**Exercise goal**
Print the passage of the article on masking starting with "Earlier in the" and going on through "regardless of mandates?", word for word.

**Source text**
⟨

But even in areas of high transmission, he added, whether to wear a mask is “situationally dependent.”
“If it’s crowded and you don’t know the vaccination status of others and you’re in close proximity for extended periods of time,” he said, “it’s probably still a good thing to think about masking.”
The most critical tool for protecting against the virus, many stressed, is getting vaccinated.
“You want to throw your mask away? You’re tired of wearing the mask?” Murphy said. “Then get vaccinated, get boosted and go have fun — especially when the rates go down.”
Souleles described “layers of protection” that help protect against the virus and said the “strongest layer is our vaccination layer.”
“Vaccinate, vaccinate, vaccinate, boost, boost, boost,” he said. “It’s really a pivotal strategy that will help us get to a point where some of these other mitigation strategies will be less and less important.”
— What should I do if I’m immunocompromised, otherwise high-risk or live with someone who is vulnerable?
Individuals who are immunocompromised or at higher risk for severe COVID “absolutely should consider masking until COVID is at a really low level if not nonexistent in their specific community,” said Philip Chan, Brown University associate professor of medicine. Those who care for people who are immunocompromised or high-risk should consider the same, he said.
Earlier in the pandemic, Souleles said, a line of thinking around masking was that the mask-wearer was covering up largely to protect the people around them.
As more research has emerged, and as more people opt for higher-quality masks, it’s clearer that “my mask is protecting me as well as protecting you,” he said.
For those who are concerned because they are high-risk, or live with someone who is vulnerable, “wearing a high-quality mask provides some level of protection and is useful for peace of mind.”
— Are there high-risk places where I should keep masking regardless of mandates?
“For larger indoor public gatherings at this exact point in time, it still makes sense to mask and take some precautions,” Chan said. It’s a good idea to wear masks at concerts, indoor sporting events and other “really highly crowded and indoor” gatherings, including where people may be traveling from many different places, he said.
Wachter said he thinks it’s reasonable to continue to wear masks “on public transit, where people are forced into closed spaces for long periods of time.”

⟩

Dataset entries
⟨

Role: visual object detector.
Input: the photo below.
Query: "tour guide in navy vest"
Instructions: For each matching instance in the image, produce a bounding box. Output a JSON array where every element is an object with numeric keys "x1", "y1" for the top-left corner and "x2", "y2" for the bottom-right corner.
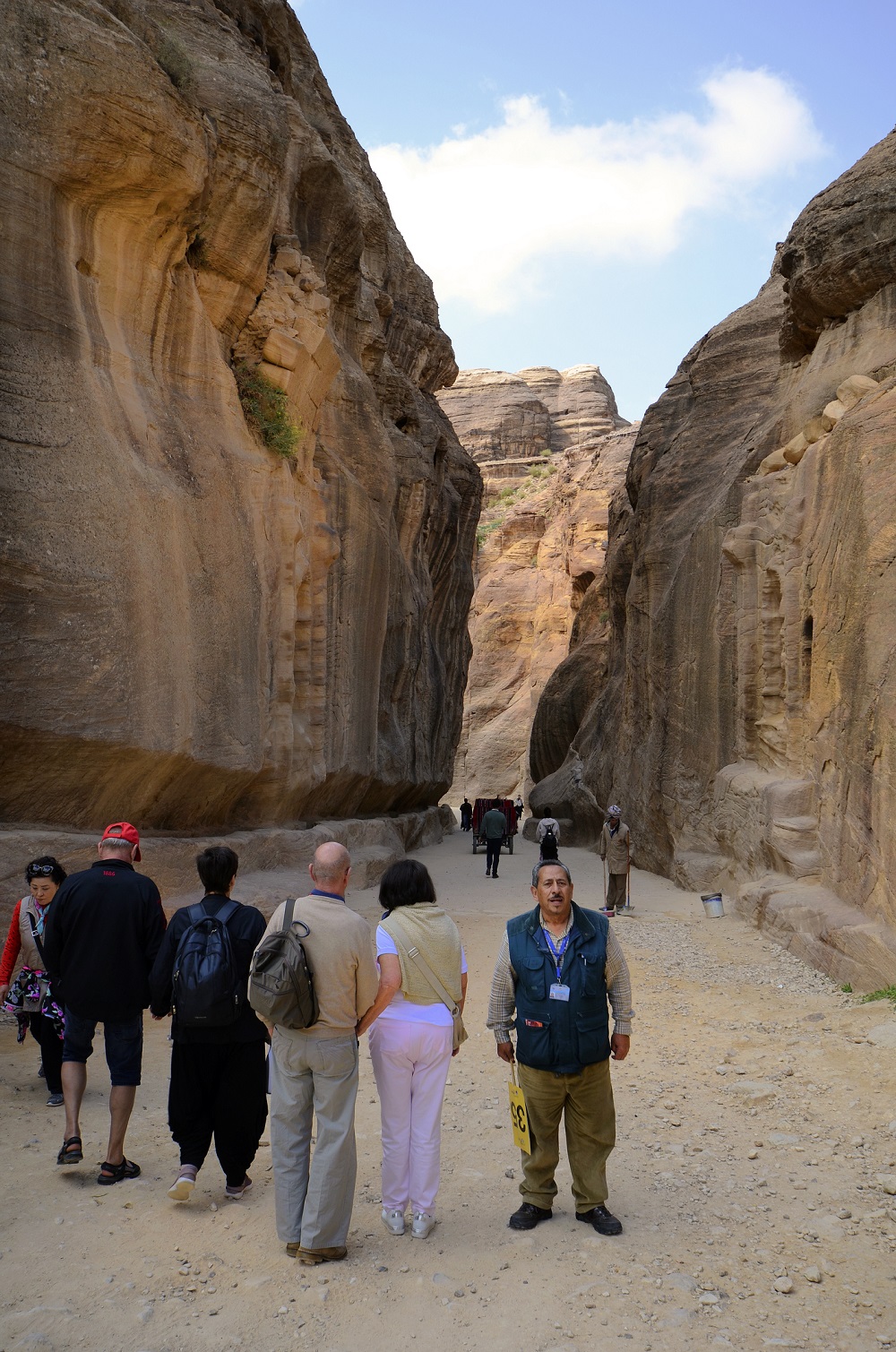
[{"x1": 487, "y1": 860, "x2": 633, "y2": 1235}]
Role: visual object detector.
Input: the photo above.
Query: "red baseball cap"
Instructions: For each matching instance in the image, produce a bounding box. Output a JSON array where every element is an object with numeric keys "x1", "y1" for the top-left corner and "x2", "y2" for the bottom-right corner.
[{"x1": 100, "y1": 822, "x2": 141, "y2": 864}]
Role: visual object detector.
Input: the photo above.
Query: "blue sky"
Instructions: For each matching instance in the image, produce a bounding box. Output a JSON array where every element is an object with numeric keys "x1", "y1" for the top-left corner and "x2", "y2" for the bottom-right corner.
[{"x1": 295, "y1": 0, "x2": 896, "y2": 418}]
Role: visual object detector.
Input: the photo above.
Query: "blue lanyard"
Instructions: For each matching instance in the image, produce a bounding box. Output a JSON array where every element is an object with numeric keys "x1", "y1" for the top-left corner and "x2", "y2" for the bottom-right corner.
[{"x1": 545, "y1": 930, "x2": 572, "y2": 983}]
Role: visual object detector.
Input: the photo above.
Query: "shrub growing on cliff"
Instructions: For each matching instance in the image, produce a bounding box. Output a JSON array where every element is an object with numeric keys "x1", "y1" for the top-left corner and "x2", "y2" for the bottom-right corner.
[{"x1": 234, "y1": 361, "x2": 304, "y2": 460}]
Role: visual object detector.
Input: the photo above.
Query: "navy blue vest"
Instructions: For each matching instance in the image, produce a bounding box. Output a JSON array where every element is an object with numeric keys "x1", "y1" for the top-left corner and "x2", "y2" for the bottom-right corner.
[{"x1": 507, "y1": 902, "x2": 609, "y2": 1075}]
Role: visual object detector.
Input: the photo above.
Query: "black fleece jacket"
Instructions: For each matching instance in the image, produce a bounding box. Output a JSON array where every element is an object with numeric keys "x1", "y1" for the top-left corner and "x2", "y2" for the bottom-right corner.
[
  {"x1": 43, "y1": 858, "x2": 165, "y2": 1023},
  {"x1": 150, "y1": 892, "x2": 268, "y2": 1042}
]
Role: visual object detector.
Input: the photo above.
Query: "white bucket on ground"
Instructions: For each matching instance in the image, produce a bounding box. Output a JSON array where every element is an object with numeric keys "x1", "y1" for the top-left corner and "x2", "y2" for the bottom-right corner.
[{"x1": 700, "y1": 892, "x2": 724, "y2": 921}]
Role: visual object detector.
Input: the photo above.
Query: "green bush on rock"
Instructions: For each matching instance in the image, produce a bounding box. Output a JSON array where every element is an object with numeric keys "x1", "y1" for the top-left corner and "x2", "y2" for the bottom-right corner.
[{"x1": 234, "y1": 361, "x2": 304, "y2": 460}]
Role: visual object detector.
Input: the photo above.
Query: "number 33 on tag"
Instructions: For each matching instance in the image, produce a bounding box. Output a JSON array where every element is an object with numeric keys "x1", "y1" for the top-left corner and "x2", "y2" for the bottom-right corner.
[{"x1": 507, "y1": 1067, "x2": 532, "y2": 1155}]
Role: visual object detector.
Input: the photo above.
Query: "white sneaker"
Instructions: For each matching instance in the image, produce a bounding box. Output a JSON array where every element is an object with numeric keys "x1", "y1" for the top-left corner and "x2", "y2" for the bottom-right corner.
[{"x1": 411, "y1": 1211, "x2": 435, "y2": 1240}]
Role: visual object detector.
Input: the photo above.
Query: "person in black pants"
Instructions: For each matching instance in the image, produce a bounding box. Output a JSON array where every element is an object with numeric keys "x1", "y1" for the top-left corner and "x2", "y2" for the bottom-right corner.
[
  {"x1": 0, "y1": 855, "x2": 67, "y2": 1107},
  {"x1": 482, "y1": 797, "x2": 507, "y2": 877},
  {"x1": 150, "y1": 845, "x2": 268, "y2": 1202}
]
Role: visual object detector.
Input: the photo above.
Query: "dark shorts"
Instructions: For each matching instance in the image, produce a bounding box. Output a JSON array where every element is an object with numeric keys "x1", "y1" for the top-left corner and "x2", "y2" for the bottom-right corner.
[{"x1": 62, "y1": 1007, "x2": 143, "y2": 1084}]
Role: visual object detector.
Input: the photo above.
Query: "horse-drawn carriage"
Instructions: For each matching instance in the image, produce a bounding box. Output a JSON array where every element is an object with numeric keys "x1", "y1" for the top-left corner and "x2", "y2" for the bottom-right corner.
[{"x1": 473, "y1": 797, "x2": 516, "y2": 868}]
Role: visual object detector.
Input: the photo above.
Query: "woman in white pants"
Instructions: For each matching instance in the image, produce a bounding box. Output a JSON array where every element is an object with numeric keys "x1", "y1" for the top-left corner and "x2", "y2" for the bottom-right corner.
[{"x1": 357, "y1": 858, "x2": 466, "y2": 1240}]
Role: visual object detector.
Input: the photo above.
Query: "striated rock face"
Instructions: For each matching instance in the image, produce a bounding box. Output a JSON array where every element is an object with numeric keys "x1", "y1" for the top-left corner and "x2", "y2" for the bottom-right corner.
[
  {"x1": 532, "y1": 133, "x2": 896, "y2": 987},
  {"x1": 0, "y1": 0, "x2": 481, "y2": 829},
  {"x1": 438, "y1": 366, "x2": 628, "y2": 502},
  {"x1": 439, "y1": 366, "x2": 633, "y2": 805}
]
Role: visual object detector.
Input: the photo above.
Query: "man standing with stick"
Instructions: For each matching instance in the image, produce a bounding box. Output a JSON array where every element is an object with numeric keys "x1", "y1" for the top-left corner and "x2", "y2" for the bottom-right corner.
[
  {"x1": 598, "y1": 803, "x2": 631, "y2": 917},
  {"x1": 487, "y1": 860, "x2": 633, "y2": 1235}
]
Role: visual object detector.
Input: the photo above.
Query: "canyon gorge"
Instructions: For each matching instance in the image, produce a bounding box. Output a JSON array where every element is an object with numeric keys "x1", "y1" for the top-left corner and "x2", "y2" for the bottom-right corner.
[
  {"x1": 438, "y1": 366, "x2": 633, "y2": 807},
  {"x1": 521, "y1": 133, "x2": 896, "y2": 988},
  {"x1": 0, "y1": 0, "x2": 481, "y2": 831}
]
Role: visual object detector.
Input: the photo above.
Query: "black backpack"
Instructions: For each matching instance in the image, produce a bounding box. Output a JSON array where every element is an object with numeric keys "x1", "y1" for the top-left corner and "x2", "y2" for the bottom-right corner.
[
  {"x1": 542, "y1": 826, "x2": 556, "y2": 858},
  {"x1": 249, "y1": 898, "x2": 320, "y2": 1028},
  {"x1": 172, "y1": 900, "x2": 245, "y2": 1028}
]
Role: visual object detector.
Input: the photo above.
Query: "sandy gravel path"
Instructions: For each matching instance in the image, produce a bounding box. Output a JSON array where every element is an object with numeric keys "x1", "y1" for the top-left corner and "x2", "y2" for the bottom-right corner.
[{"x1": 0, "y1": 834, "x2": 896, "y2": 1352}]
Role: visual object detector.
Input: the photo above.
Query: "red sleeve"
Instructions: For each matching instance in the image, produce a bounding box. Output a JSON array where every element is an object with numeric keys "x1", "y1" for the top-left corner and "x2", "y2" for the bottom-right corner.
[{"x1": 0, "y1": 898, "x2": 22, "y2": 986}]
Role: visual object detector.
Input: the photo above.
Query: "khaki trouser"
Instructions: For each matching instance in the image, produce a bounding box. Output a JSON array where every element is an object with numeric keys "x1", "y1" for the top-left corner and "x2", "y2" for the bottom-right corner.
[
  {"x1": 519, "y1": 1060, "x2": 616, "y2": 1214},
  {"x1": 607, "y1": 874, "x2": 628, "y2": 910},
  {"x1": 271, "y1": 1028, "x2": 358, "y2": 1249}
]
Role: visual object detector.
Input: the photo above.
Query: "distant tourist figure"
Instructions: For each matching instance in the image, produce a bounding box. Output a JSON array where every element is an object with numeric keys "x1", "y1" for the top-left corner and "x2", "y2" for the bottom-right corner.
[
  {"x1": 150, "y1": 845, "x2": 268, "y2": 1202},
  {"x1": 43, "y1": 822, "x2": 165, "y2": 1185},
  {"x1": 265, "y1": 841, "x2": 378, "y2": 1265},
  {"x1": 598, "y1": 803, "x2": 631, "y2": 916},
  {"x1": 0, "y1": 855, "x2": 66, "y2": 1107},
  {"x1": 535, "y1": 807, "x2": 559, "y2": 858},
  {"x1": 357, "y1": 858, "x2": 466, "y2": 1240},
  {"x1": 487, "y1": 860, "x2": 633, "y2": 1235},
  {"x1": 482, "y1": 797, "x2": 507, "y2": 877}
]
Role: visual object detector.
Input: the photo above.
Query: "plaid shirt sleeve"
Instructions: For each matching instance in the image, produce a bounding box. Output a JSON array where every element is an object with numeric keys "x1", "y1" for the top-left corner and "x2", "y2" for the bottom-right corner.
[{"x1": 604, "y1": 927, "x2": 635, "y2": 1037}]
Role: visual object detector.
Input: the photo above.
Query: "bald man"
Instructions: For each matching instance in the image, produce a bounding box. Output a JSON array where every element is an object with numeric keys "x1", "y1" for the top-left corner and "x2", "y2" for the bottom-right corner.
[{"x1": 258, "y1": 841, "x2": 378, "y2": 1265}]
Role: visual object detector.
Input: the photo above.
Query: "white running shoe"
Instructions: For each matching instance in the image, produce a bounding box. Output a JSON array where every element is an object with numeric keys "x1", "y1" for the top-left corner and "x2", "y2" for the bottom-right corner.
[
  {"x1": 411, "y1": 1211, "x2": 435, "y2": 1240},
  {"x1": 168, "y1": 1174, "x2": 196, "y2": 1202}
]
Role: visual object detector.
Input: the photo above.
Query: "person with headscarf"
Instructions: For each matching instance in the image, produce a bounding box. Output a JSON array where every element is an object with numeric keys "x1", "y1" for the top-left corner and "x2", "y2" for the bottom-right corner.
[{"x1": 598, "y1": 803, "x2": 631, "y2": 916}]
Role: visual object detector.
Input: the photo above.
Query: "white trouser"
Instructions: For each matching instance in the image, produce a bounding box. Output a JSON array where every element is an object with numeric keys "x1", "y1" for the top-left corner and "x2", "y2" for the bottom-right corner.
[{"x1": 369, "y1": 1018, "x2": 452, "y2": 1213}]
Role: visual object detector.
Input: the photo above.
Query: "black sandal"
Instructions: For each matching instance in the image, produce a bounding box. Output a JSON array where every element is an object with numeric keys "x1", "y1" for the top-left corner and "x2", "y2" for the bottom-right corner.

⟩

**Answer to the problem**
Earlier in the pandemic, Souleles said, a line of thinking around masking was that the mask-wearer was covering up largely to protect the people around them.
As more research has emerged, and as more people opt for higher-quality masks, it’s clearer that “my mask is protecting me as well as protecting you,” he said.
For those who are concerned because they are high-risk, or live with someone who is vulnerable, “wearing a high-quality mask provides some level of protection and is useful for peace of mind.”
— Are there high-risk places where I should keep masking regardless of mandates?